*** Opening Available data ***
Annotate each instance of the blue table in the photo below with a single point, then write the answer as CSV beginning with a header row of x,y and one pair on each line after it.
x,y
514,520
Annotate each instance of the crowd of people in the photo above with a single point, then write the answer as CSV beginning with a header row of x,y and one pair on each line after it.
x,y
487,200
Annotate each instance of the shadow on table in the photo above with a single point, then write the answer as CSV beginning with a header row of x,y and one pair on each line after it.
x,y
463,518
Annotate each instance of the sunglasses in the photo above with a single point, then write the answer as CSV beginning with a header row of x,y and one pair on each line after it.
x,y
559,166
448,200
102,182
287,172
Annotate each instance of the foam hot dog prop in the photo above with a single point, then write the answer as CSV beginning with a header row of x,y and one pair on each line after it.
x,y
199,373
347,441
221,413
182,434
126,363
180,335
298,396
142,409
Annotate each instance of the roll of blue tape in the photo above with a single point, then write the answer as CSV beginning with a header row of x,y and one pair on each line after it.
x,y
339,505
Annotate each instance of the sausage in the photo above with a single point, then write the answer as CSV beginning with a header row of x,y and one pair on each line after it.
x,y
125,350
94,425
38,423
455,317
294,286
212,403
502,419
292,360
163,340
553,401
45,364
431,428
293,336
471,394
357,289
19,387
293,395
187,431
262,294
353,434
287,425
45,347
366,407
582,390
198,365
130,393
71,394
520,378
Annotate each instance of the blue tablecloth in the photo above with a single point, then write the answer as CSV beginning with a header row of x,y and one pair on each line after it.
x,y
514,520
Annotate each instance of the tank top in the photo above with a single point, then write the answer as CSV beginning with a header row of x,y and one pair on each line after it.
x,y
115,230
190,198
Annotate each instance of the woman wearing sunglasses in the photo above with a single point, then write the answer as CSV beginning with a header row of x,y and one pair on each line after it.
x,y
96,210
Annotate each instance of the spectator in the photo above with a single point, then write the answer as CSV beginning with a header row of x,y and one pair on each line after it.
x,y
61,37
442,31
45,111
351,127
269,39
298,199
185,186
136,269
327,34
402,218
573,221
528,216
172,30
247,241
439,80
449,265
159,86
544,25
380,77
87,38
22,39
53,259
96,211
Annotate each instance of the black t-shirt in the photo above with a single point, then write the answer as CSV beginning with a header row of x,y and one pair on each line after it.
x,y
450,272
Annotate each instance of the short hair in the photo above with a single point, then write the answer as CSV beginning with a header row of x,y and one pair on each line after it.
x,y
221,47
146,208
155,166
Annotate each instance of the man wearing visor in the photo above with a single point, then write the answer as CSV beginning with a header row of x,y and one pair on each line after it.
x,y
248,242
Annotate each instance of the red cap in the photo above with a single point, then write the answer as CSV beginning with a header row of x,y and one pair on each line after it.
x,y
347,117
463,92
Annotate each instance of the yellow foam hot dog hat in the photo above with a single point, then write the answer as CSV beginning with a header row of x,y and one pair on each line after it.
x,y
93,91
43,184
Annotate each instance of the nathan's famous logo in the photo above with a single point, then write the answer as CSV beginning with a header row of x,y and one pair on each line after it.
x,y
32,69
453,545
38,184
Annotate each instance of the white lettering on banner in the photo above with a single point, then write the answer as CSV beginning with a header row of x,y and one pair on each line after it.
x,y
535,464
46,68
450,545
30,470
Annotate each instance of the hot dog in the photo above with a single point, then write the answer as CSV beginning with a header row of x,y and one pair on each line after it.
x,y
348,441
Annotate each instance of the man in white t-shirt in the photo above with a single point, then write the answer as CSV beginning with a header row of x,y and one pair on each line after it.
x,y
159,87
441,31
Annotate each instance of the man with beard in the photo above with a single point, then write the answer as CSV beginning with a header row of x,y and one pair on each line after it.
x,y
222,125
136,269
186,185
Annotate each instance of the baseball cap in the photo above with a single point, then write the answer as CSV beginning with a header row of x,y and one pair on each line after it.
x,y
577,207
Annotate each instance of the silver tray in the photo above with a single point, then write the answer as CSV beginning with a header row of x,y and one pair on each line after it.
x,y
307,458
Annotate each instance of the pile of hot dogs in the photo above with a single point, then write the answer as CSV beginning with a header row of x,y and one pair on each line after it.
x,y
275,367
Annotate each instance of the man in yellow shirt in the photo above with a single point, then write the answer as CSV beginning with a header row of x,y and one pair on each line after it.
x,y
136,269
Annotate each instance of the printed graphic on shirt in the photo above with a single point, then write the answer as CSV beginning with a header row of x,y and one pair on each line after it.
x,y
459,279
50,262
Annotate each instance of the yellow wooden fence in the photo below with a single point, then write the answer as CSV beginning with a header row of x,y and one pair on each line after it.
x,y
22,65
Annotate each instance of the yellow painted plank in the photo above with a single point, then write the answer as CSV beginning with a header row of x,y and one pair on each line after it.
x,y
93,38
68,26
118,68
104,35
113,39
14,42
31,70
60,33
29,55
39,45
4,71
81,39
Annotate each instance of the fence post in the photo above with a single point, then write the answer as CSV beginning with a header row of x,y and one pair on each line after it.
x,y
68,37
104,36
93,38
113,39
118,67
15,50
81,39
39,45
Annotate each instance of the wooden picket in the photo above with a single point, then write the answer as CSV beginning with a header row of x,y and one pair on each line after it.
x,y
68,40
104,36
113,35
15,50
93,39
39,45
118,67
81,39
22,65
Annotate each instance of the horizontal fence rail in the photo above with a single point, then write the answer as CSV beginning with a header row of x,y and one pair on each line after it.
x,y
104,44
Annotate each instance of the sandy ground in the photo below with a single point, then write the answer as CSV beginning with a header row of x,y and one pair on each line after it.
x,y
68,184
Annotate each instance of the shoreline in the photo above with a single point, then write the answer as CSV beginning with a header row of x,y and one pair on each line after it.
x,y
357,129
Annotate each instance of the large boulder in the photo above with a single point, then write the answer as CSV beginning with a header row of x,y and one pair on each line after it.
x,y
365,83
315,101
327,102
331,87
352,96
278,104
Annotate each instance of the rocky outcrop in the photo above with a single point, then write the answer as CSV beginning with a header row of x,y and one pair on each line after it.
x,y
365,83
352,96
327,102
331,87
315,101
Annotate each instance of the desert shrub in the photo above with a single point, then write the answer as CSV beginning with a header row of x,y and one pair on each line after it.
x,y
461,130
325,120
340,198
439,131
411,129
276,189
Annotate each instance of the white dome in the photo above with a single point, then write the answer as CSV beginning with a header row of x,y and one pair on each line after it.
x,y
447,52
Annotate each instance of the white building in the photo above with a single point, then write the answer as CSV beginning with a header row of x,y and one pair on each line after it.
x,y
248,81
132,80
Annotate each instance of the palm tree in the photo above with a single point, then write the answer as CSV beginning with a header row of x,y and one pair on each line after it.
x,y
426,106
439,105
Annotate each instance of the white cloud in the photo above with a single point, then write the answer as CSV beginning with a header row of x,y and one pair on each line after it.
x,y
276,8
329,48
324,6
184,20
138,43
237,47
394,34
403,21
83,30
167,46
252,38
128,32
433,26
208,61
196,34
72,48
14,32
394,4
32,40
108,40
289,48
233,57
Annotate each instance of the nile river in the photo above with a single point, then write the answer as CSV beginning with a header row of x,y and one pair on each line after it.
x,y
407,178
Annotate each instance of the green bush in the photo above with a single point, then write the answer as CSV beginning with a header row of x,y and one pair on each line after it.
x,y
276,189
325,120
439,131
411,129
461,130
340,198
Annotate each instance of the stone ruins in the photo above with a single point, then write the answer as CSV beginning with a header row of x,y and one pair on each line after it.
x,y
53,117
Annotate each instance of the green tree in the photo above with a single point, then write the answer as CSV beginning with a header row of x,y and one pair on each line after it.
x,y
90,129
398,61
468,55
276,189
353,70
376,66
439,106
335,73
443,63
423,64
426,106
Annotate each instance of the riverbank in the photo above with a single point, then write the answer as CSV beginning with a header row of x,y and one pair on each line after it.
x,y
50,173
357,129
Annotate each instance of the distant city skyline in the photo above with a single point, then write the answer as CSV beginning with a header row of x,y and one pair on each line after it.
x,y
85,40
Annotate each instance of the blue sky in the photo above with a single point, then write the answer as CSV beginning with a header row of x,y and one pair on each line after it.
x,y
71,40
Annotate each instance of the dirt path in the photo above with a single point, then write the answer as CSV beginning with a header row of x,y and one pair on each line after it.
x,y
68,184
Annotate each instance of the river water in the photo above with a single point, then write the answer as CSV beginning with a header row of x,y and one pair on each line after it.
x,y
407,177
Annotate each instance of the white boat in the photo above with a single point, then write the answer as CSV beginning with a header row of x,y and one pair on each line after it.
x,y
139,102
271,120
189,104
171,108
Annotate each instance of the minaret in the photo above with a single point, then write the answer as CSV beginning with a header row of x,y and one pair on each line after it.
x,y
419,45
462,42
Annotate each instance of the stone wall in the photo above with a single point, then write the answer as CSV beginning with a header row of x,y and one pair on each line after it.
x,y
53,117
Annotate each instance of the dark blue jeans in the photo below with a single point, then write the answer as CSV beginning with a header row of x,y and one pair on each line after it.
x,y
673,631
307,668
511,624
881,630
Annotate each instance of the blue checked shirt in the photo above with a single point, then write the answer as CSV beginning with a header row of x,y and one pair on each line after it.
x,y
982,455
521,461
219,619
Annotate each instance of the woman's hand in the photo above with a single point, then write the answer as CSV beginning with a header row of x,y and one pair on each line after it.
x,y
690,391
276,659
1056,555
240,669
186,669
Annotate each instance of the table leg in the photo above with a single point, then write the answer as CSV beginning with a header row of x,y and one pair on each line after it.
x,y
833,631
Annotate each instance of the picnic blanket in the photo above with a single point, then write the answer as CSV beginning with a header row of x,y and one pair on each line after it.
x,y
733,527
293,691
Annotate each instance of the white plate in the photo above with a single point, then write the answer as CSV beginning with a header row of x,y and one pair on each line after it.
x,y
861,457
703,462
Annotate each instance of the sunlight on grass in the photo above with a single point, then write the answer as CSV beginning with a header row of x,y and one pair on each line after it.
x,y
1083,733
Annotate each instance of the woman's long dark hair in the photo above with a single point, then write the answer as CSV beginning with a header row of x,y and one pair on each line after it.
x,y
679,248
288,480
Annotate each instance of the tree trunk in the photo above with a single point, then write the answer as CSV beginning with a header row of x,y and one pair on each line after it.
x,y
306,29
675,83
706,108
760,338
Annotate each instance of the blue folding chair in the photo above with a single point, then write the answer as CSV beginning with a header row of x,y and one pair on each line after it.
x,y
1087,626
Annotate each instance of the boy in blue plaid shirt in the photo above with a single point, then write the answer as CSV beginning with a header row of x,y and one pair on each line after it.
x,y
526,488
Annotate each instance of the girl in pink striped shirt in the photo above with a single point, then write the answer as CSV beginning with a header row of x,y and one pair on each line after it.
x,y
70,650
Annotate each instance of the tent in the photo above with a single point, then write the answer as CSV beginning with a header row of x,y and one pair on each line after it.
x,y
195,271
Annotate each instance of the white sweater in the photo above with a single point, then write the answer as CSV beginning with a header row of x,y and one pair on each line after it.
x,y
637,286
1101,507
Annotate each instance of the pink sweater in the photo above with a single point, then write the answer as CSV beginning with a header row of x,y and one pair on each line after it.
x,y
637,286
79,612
*** Closing Available data ***
Each line from the one with "Annotate each instance of the pink" through the end of the records above should be written out exactly. No other line should appear.

> _Answer to the problem_
Annotate each instance of the pink sweater in the photo above with a single point, then write the answer as CSV beginning with a header row of x,y and one pair on each line after it.
x,y
637,286
79,612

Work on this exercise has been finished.